Working from the entries that follow, transcribe exactly and only the lines from the one with "like [566, 522]." through the last, pictures excluded.
[Start of Input data]
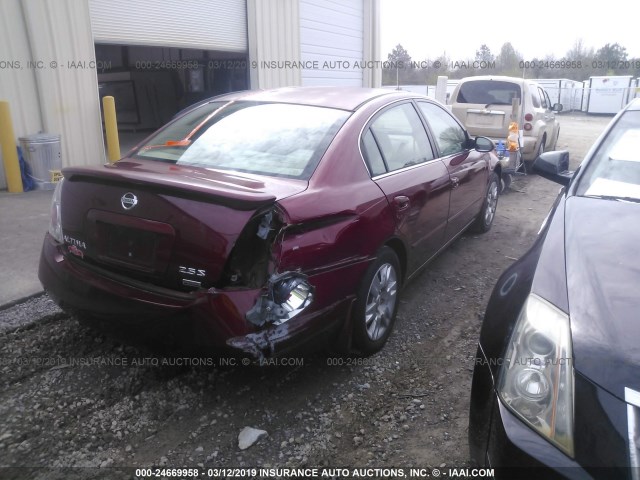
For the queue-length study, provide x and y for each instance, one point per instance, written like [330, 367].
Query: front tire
[488, 211]
[377, 303]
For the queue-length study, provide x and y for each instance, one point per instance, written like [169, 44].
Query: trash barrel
[42, 153]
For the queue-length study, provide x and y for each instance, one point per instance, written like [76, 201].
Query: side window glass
[535, 97]
[372, 155]
[546, 96]
[450, 137]
[401, 137]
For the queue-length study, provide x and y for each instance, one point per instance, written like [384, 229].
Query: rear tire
[488, 211]
[375, 309]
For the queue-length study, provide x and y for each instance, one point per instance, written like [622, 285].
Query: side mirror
[483, 144]
[554, 166]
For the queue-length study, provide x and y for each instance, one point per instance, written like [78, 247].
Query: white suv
[483, 105]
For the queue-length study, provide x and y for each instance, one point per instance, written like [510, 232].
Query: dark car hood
[603, 275]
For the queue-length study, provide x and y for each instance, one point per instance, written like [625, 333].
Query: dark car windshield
[272, 139]
[488, 92]
[614, 169]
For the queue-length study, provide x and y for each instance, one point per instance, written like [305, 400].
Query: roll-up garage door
[331, 33]
[202, 24]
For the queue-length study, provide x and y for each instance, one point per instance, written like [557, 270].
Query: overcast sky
[428, 29]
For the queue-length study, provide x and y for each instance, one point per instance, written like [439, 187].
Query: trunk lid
[484, 106]
[169, 225]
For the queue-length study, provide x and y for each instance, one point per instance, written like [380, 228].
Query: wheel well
[398, 247]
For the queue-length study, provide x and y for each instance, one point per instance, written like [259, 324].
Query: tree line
[579, 63]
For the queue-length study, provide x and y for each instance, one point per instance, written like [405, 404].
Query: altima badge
[128, 201]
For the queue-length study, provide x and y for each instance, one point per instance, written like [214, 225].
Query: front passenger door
[403, 164]
[467, 168]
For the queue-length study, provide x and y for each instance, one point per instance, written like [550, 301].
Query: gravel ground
[71, 397]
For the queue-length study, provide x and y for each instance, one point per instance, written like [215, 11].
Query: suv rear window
[489, 92]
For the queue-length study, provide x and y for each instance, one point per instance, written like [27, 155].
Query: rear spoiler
[192, 187]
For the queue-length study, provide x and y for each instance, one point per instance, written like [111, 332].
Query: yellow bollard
[111, 127]
[9, 151]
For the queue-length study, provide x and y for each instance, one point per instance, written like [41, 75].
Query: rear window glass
[271, 139]
[488, 92]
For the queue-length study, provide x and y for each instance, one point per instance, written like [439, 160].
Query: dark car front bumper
[213, 319]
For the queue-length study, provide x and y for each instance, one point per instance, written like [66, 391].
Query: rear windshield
[272, 139]
[488, 92]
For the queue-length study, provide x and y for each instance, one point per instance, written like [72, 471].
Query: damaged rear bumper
[213, 319]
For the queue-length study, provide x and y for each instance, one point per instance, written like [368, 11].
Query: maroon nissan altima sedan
[266, 221]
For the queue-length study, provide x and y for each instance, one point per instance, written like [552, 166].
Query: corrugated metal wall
[207, 24]
[17, 81]
[274, 37]
[372, 75]
[57, 92]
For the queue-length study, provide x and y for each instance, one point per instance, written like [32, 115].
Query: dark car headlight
[536, 379]
[55, 223]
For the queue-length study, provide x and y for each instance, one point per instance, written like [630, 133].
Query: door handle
[401, 202]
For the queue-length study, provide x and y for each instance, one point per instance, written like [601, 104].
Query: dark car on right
[556, 383]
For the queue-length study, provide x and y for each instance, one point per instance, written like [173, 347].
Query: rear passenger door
[403, 163]
[467, 168]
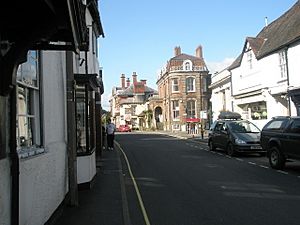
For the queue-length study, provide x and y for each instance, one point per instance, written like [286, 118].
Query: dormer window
[187, 65]
[249, 59]
[282, 65]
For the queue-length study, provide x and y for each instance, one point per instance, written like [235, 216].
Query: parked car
[124, 128]
[234, 135]
[280, 137]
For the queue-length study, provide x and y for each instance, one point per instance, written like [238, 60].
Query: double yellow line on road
[137, 191]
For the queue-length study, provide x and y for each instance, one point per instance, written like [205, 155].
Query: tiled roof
[129, 91]
[280, 33]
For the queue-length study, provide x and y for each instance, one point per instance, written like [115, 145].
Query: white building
[266, 73]
[40, 161]
[221, 96]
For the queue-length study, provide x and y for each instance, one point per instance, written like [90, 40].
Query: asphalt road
[168, 181]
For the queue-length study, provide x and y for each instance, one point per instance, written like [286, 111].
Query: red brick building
[183, 100]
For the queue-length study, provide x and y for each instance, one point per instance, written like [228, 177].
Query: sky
[140, 35]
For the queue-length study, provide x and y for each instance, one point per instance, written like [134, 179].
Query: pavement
[103, 204]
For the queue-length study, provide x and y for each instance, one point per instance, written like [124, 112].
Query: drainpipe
[15, 167]
[288, 78]
[71, 126]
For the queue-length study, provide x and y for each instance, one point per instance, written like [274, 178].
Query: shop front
[87, 86]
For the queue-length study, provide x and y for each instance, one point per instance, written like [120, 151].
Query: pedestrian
[110, 134]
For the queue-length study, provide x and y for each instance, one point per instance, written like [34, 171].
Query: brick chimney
[123, 81]
[134, 79]
[127, 82]
[177, 50]
[199, 53]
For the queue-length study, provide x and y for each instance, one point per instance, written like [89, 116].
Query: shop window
[85, 118]
[190, 84]
[28, 111]
[258, 110]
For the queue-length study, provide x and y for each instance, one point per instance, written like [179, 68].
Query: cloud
[214, 67]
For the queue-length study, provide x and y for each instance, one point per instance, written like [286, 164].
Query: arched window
[187, 65]
[190, 84]
[191, 109]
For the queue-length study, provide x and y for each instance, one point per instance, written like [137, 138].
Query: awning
[192, 120]
[90, 79]
[36, 25]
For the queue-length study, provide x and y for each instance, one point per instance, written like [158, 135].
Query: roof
[280, 33]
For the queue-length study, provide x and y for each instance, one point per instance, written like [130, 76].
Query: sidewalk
[103, 204]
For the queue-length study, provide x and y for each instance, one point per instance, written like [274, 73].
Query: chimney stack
[127, 82]
[123, 81]
[177, 50]
[134, 79]
[199, 53]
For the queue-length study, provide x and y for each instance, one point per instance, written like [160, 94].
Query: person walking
[110, 134]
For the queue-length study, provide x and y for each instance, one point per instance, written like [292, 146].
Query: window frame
[191, 113]
[190, 82]
[175, 85]
[28, 93]
[282, 64]
[175, 110]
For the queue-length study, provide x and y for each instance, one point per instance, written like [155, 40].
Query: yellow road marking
[137, 191]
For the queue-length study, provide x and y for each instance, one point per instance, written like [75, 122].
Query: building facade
[264, 78]
[183, 90]
[129, 103]
[40, 94]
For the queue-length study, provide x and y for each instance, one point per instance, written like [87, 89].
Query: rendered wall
[43, 178]
[5, 192]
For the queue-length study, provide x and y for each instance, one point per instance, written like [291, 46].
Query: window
[190, 84]
[175, 85]
[295, 127]
[191, 109]
[276, 124]
[28, 123]
[187, 66]
[249, 59]
[282, 64]
[3, 126]
[85, 118]
[175, 109]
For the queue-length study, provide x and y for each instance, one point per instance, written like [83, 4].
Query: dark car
[235, 136]
[280, 137]
[124, 128]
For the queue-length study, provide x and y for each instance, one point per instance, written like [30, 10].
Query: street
[169, 181]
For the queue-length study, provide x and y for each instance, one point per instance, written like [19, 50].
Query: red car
[124, 128]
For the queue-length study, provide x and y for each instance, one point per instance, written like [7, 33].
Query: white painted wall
[43, 178]
[5, 192]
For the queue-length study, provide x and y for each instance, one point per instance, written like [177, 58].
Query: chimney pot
[199, 52]
[134, 79]
[123, 80]
[177, 50]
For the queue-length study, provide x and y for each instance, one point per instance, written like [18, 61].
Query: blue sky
[140, 36]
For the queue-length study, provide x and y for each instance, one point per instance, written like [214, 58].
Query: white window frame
[190, 86]
[282, 64]
[191, 109]
[175, 85]
[175, 109]
[29, 126]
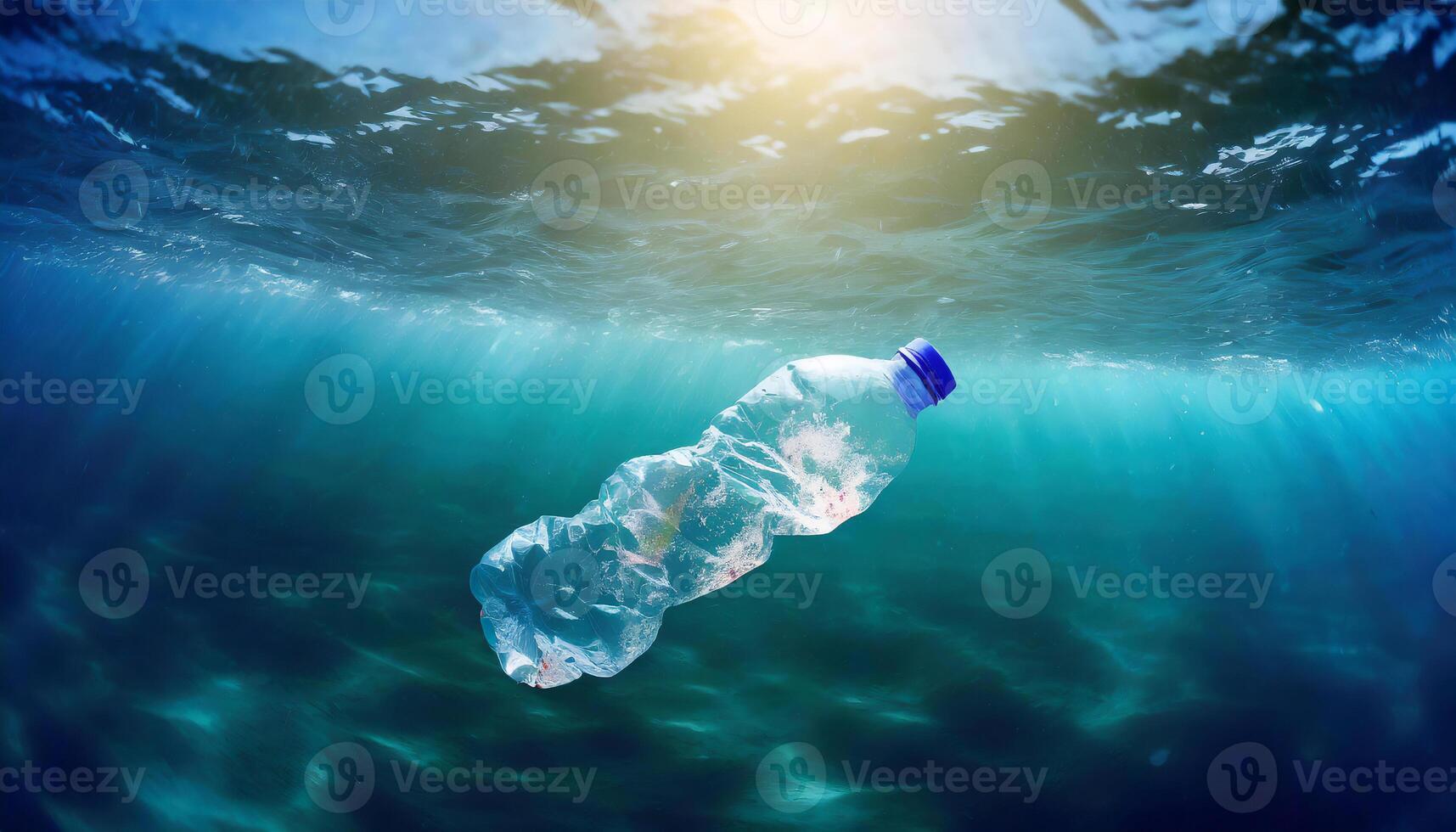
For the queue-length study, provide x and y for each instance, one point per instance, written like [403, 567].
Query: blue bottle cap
[932, 369]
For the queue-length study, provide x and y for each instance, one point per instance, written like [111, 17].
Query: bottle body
[808, 447]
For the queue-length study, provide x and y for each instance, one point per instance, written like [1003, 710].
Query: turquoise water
[1256, 400]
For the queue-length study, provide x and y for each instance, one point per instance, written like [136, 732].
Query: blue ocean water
[1195, 488]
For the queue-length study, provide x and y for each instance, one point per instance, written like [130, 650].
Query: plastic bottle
[808, 447]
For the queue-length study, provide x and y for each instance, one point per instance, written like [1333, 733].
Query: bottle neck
[909, 385]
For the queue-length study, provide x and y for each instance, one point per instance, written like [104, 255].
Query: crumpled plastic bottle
[808, 447]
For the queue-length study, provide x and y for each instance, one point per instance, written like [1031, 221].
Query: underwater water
[303, 306]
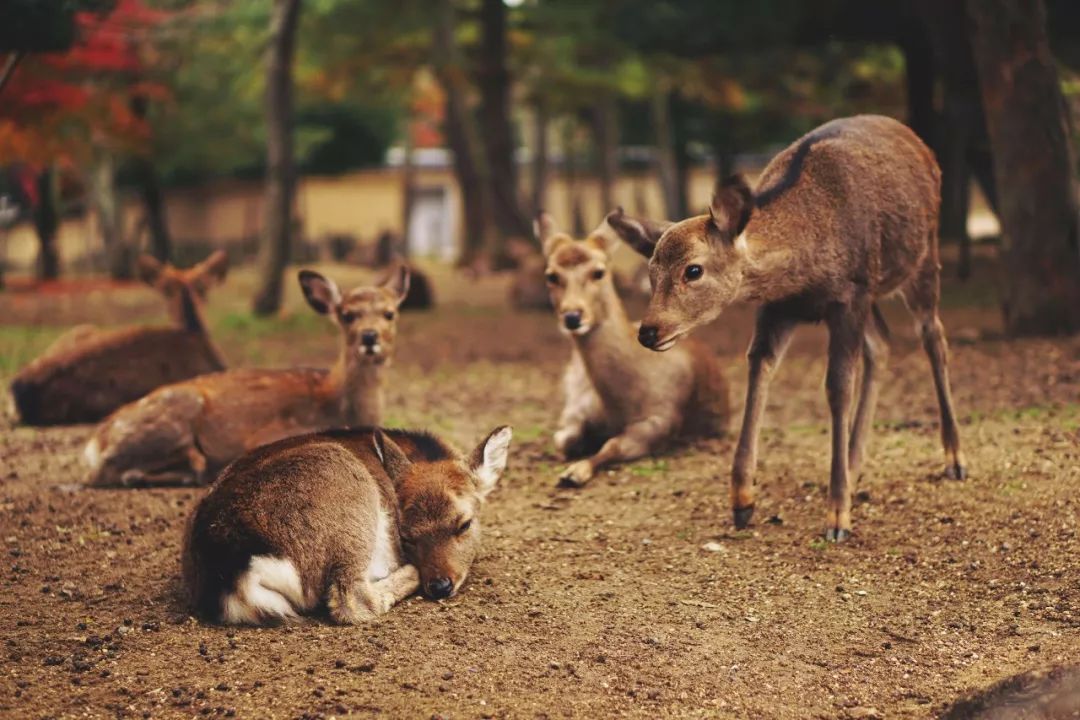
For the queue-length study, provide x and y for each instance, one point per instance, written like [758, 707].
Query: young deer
[845, 216]
[90, 372]
[354, 519]
[621, 401]
[185, 433]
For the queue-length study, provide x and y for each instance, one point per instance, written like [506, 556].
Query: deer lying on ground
[90, 372]
[845, 216]
[185, 433]
[621, 401]
[353, 519]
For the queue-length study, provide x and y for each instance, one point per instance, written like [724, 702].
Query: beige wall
[362, 204]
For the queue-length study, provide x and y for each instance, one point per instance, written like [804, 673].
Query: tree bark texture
[493, 77]
[470, 165]
[46, 221]
[1034, 163]
[281, 170]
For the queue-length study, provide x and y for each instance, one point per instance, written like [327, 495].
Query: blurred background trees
[154, 95]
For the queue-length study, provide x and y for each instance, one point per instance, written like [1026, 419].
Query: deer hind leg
[847, 329]
[875, 357]
[771, 337]
[921, 299]
[633, 443]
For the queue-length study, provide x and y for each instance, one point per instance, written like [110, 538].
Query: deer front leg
[771, 337]
[846, 336]
[635, 442]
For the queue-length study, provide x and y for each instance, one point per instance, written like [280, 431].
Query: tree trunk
[46, 220]
[570, 177]
[665, 153]
[470, 166]
[281, 173]
[118, 256]
[408, 185]
[1034, 162]
[540, 155]
[606, 135]
[493, 79]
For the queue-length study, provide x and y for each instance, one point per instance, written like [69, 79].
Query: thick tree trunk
[118, 256]
[493, 78]
[46, 221]
[606, 134]
[665, 153]
[540, 155]
[1034, 162]
[470, 165]
[281, 172]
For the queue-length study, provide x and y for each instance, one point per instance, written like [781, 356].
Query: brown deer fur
[353, 519]
[90, 372]
[845, 216]
[621, 402]
[186, 432]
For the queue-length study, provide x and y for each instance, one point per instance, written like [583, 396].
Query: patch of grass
[22, 343]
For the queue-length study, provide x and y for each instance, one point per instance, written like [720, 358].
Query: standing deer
[621, 402]
[845, 216]
[185, 433]
[89, 372]
[351, 519]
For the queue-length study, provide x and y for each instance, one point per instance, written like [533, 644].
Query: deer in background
[351, 519]
[845, 216]
[621, 402]
[89, 372]
[185, 433]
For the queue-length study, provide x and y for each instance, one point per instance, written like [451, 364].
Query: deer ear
[391, 457]
[211, 271]
[639, 233]
[149, 269]
[547, 231]
[321, 293]
[489, 458]
[732, 205]
[399, 282]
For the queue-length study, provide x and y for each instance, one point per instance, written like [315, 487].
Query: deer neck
[770, 270]
[608, 351]
[356, 390]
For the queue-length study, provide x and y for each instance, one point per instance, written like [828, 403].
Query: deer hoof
[837, 534]
[742, 516]
[956, 472]
[576, 475]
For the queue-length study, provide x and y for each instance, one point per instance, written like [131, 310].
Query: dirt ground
[596, 602]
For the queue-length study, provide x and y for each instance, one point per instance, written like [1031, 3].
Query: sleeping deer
[185, 433]
[90, 372]
[621, 402]
[844, 217]
[354, 520]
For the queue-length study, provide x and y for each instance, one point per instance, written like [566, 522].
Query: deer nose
[440, 587]
[647, 336]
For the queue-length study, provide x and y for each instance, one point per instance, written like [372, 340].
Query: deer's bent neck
[356, 389]
[609, 349]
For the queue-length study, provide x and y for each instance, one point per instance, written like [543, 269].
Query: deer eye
[693, 272]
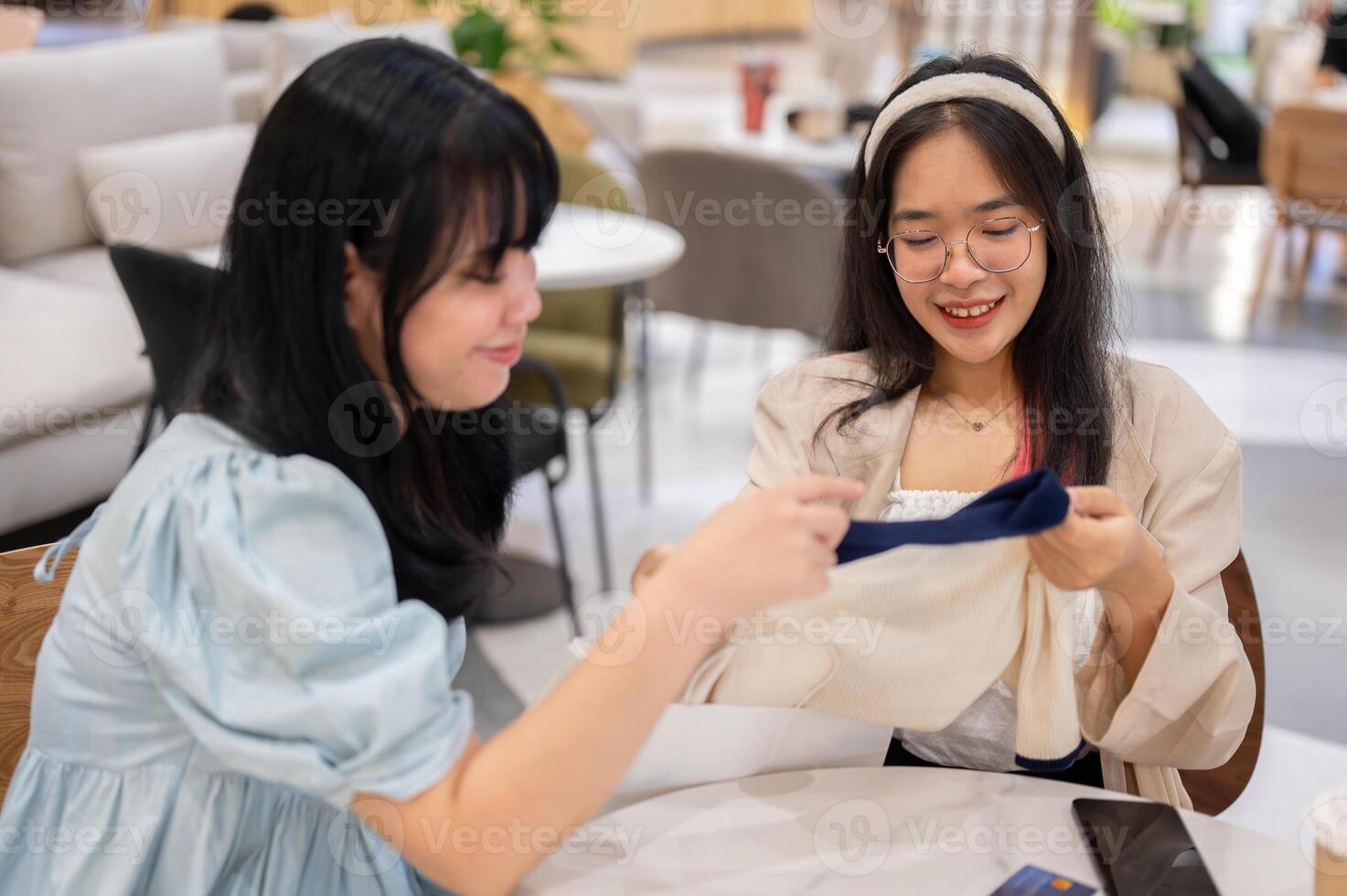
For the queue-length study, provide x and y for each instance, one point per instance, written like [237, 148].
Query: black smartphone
[1142, 849]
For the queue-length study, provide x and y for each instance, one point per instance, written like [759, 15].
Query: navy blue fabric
[1051, 764]
[1025, 506]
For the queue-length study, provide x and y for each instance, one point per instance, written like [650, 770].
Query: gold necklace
[977, 426]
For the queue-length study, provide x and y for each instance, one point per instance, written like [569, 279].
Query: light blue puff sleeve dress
[228, 667]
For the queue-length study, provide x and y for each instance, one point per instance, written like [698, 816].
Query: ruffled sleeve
[271, 627]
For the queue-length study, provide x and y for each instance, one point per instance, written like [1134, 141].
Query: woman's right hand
[766, 548]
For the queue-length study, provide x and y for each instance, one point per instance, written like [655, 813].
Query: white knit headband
[967, 84]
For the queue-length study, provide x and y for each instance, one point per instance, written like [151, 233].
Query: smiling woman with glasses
[999, 245]
[974, 341]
[End of Input data]
== Result of the exercise ==
For the queue-length study, provide x and y for each instance, one point per instance, written like [566, 522].
Query: deer nose
[440, 587]
[647, 336]
For the queue-length study, provide x and y for each instance, one point per instance, written like [372, 340].
Query: deer's bent neck
[356, 389]
[609, 349]
For the queue-length study, provide x and y for each instance, one point per instance, written like [543, 269].
Query: deer eye
[693, 272]
For the queue-length study, provide x and y for each instance, one point per instance, written like [237, 148].
Query: black smartphone
[1142, 849]
For the queue-length study, provide x and y for each instance, one point per instance, written like [759, 15].
Query: navy blue fabric
[1051, 764]
[1025, 506]
For the queue-length study, provide x and y for each instance, one point per instance, written like [650, 770].
Query: gold necklace
[977, 426]
For the queue-length study, provide x and y for each instance, one point per instance, written like [569, 279].
Query: light blue puff sleeve dress
[228, 667]
For the queue-length study, provide x and y for each instance, one point per instance, written like [698, 816].
Query: ruffled sleeve
[271, 627]
For the queue-length study, provide x and y for each instance, one point per instance, written like [1134, 141].
Query: woman's right hand
[766, 548]
For the queue-length study, provide x and y for each instance, one point per instance, written like [655, 813].
Query: white knit headband
[967, 84]
For the queue-length study, provide x and y for each instance, one point per instance, written like [151, 233].
Query: smiling woman with glasses
[999, 245]
[974, 341]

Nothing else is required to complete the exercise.